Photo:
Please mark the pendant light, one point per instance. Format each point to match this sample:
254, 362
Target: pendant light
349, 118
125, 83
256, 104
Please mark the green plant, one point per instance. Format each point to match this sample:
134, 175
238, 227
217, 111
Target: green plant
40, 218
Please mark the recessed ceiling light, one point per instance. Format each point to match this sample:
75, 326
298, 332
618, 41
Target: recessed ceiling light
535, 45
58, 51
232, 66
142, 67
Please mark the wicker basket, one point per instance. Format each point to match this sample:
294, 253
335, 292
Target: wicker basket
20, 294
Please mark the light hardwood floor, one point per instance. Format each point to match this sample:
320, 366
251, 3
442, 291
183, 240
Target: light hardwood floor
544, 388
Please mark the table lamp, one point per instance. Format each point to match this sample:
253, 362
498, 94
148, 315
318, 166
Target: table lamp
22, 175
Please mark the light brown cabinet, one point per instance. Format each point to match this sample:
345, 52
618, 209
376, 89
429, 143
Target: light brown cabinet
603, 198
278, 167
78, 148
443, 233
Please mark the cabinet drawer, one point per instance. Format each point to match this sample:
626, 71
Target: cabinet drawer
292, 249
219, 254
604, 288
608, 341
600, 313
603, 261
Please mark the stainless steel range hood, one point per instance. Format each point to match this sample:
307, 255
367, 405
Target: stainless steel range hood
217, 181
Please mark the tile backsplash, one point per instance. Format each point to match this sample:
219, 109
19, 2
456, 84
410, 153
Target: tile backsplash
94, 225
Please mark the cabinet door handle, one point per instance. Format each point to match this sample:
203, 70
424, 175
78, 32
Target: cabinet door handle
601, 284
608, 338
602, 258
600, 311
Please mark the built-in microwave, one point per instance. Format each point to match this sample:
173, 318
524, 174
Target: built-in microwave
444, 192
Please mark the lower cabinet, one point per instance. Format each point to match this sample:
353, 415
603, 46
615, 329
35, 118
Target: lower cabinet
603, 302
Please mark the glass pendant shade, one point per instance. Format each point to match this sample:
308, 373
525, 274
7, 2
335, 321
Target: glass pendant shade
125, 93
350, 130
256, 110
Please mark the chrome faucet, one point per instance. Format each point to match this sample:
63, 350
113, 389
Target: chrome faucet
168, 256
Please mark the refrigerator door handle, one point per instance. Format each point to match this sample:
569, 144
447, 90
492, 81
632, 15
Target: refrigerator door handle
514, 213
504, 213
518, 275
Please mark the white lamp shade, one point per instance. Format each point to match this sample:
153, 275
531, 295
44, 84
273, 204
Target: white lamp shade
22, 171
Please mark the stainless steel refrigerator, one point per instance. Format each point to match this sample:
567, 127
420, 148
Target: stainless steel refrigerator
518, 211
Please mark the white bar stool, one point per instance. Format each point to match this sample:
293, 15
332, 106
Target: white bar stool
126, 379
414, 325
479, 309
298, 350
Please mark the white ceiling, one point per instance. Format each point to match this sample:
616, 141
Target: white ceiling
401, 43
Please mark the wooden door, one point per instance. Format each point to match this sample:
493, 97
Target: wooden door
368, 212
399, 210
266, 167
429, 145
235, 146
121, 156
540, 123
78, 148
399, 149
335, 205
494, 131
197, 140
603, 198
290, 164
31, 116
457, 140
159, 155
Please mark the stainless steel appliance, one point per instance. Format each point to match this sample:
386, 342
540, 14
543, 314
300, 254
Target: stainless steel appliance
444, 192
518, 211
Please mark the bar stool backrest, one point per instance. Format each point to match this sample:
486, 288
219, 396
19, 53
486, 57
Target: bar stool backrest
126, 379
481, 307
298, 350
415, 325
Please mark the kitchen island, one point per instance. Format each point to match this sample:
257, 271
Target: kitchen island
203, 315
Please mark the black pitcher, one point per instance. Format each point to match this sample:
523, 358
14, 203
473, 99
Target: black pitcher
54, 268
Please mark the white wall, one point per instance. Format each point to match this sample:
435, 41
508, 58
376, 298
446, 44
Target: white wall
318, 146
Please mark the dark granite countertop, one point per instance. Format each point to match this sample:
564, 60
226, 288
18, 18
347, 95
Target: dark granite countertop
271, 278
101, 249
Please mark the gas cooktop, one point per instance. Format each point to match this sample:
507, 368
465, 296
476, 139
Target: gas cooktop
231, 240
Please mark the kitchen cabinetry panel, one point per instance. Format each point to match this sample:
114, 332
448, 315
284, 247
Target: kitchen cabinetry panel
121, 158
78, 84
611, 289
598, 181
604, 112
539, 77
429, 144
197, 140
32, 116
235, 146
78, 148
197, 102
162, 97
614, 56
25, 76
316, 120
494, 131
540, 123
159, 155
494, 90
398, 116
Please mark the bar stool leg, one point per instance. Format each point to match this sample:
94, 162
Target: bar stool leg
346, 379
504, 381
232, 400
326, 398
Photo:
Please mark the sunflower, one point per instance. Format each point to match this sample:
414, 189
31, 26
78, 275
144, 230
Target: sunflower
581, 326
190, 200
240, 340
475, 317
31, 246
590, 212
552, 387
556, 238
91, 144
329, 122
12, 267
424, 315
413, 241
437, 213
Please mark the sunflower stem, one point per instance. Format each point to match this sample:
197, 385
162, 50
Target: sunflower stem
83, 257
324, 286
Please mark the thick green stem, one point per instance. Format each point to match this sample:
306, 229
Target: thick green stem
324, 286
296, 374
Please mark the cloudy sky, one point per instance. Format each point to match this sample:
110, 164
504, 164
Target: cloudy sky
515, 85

**********

What is being asked: Can you quote every one of the lines above verbatim, from the first to the last?

Solved problem:
Photo:
Please mark the pendant light, one point per instance. Format each point to match this sample:
254, 362
Target: pendant light
349, 118
125, 83
256, 104
Please mark the green plant, one point per instance. Format each point to match this sample:
134, 175
238, 227
217, 111
Target: green plant
40, 218
Please mark the recessed ceiling light, one point per instance. Format each point to match this sample:
75, 326
298, 332
618, 41
Target: recessed ceiling light
535, 45
58, 51
232, 66
142, 67
Please mark the wicker basket, one point per instance. Format each point to match this sample:
294, 253
335, 292
Target: wicker basket
20, 294
Please mark the light hardwood floor, one point per instance. Format each point to match this sample:
320, 366
251, 3
442, 291
183, 240
Target: light hardwood floor
544, 388
Please mark the table lamp, one point per instance. Format each point to match this sample:
253, 362
498, 94
148, 315
318, 166
Target: table lamp
22, 175
Please mark the light brown cabinet, one point per instance. Format each point to match this sample:
345, 52
618, 209
376, 89
429, 143
Target: light brown cabinet
603, 198
278, 167
78, 148
443, 233
Please mark the cabinet drawer, one point per instance. Format each point to match this sample:
626, 71
Target: cabinet drawer
292, 249
219, 254
604, 288
608, 341
600, 313
603, 261
Please mark the stainless steel range hood, one point per instance. Format each point to match this sample:
307, 255
367, 405
Target: stainless steel range hood
217, 181
Please mark the tile backsplash, one point per instance. Format each point to match this sample:
219, 109
19, 2
456, 84
410, 153
Target: tile backsplash
94, 225
Please mark the cabinet door handle, one point per instance. Format each point to match this sample:
203, 70
424, 175
78, 32
Target: cabinet door handle
601, 284
608, 338
602, 258
600, 311
Please mark the built-in microwave, one point per instance. Format each point to match this sample:
173, 318
524, 174
Target: built-in microwave
444, 192
Please mark the lower cabinet, one point per instance. Format each point to match this sample:
353, 415
603, 46
615, 329
35, 118
Target: lower cabinet
603, 302
Please mark the glass pendant shade, one point per instance. Format each point to match this sample:
308, 373
525, 274
7, 2
335, 321
Target: glass pendant shade
125, 93
350, 130
256, 110
Please mark the chrome faucet, one point per instance. Format each point to match this sample:
63, 350
113, 389
Target: chrome faucet
168, 256
Please mark the refrigerator door handle, one point per instance. Format each point to match this sample:
569, 144
447, 90
492, 81
632, 15
Target: refrigerator door handle
514, 213
504, 213
518, 275
Please mark the white lamp shade, one point per instance. Format each point to match this sample:
153, 275
531, 295
44, 84
273, 204
Target: white lamp shade
22, 171
Please mark the stainless steel refrigerator, one point per instance. Format each point to match this sample:
567, 127
420, 148
Target: stainless steel refrigerator
518, 211
Please mark the white bar stool, one point per instance. Format each point to match this sample:
293, 15
332, 106
Target: white bar stool
126, 379
414, 325
479, 309
298, 350
Please mark the white ceiling, one point per instance. Format each point to match this sample:
616, 141
Target: white ceiling
401, 43
Please mark the wooden door, one point per instance. Format each point to match this sample:
493, 97
Target: wooden door
368, 212
399, 210
266, 167
429, 145
235, 146
121, 156
540, 123
78, 148
399, 149
335, 205
494, 131
197, 140
603, 198
290, 164
31, 116
457, 140
159, 155
Please mark the stainless steel appliance, one point per instance. Format each point to match this sample:
386, 342
540, 14
543, 314
300, 254
Target: stainless steel appliance
444, 192
518, 211
Please mark the bar stool backrest, one point per instance. Format each point to match this sample:
486, 288
219, 396
19, 53
486, 57
Target: bar stool backrest
126, 379
481, 307
298, 350
415, 325
Please mark the kitchen island, one point per instance. Format each point to match this sample:
257, 271
Target: kitchen island
203, 315
Please mark the black pitcher, one point per instance. Format each point to match this sample:
523, 358
14, 203
473, 99
Target: black pitcher
54, 268
Please mark the white wall, one point per instance. Format each point to match this sample:
435, 41
508, 58
376, 298
446, 44
Target: white wall
318, 146
Please mark the dark granite countertop, one point per instance. Format each point to match this sample:
564, 60
226, 288
18, 18
347, 95
Target: dark granite countertop
271, 278
101, 249
Please mark the gas cooktop, one point per instance. Format each point to match this sample:
507, 368
465, 296
476, 139
Target: gas cooktop
231, 240
Please mark the kitchen cabinetry panel, one point per instance. Format each point to match this sample:
114, 332
448, 315
284, 247
Target: kitchen cabinetry panel
121, 158
78, 84
611, 289
598, 181
604, 112
539, 77
429, 144
197, 140
32, 116
235, 146
78, 148
197, 102
162, 97
614, 56
25, 76
316, 120
494, 131
540, 123
159, 155
494, 90
398, 116
Please mark the bar stool leg, one point per instance. Format each point to match this sample:
94, 162
Target: bar stool leg
346, 379
504, 381
232, 400
326, 398
Photo:
Please mark the sunflower, one point per instance. Format each point to match this sample:
414, 189
31, 26
78, 275
144, 230
Target: sunflower
581, 326
190, 200
240, 340
475, 317
31, 246
590, 212
552, 387
556, 238
91, 144
329, 122
12, 267
424, 315
413, 241
437, 213
Please mark the sunflower stem, one point per instance. Format each point to match this sample:
197, 385
162, 50
Target: sunflower stem
83, 257
324, 286
Please mark the thick green stem, one point per instance. Format each point to match this sample:
306, 229
Target: thick green stem
324, 286
296, 374
Please mark the cloudy sky, one point per instance. Format each point to match this sample:
110, 164
504, 164
Target: cloudy sky
515, 85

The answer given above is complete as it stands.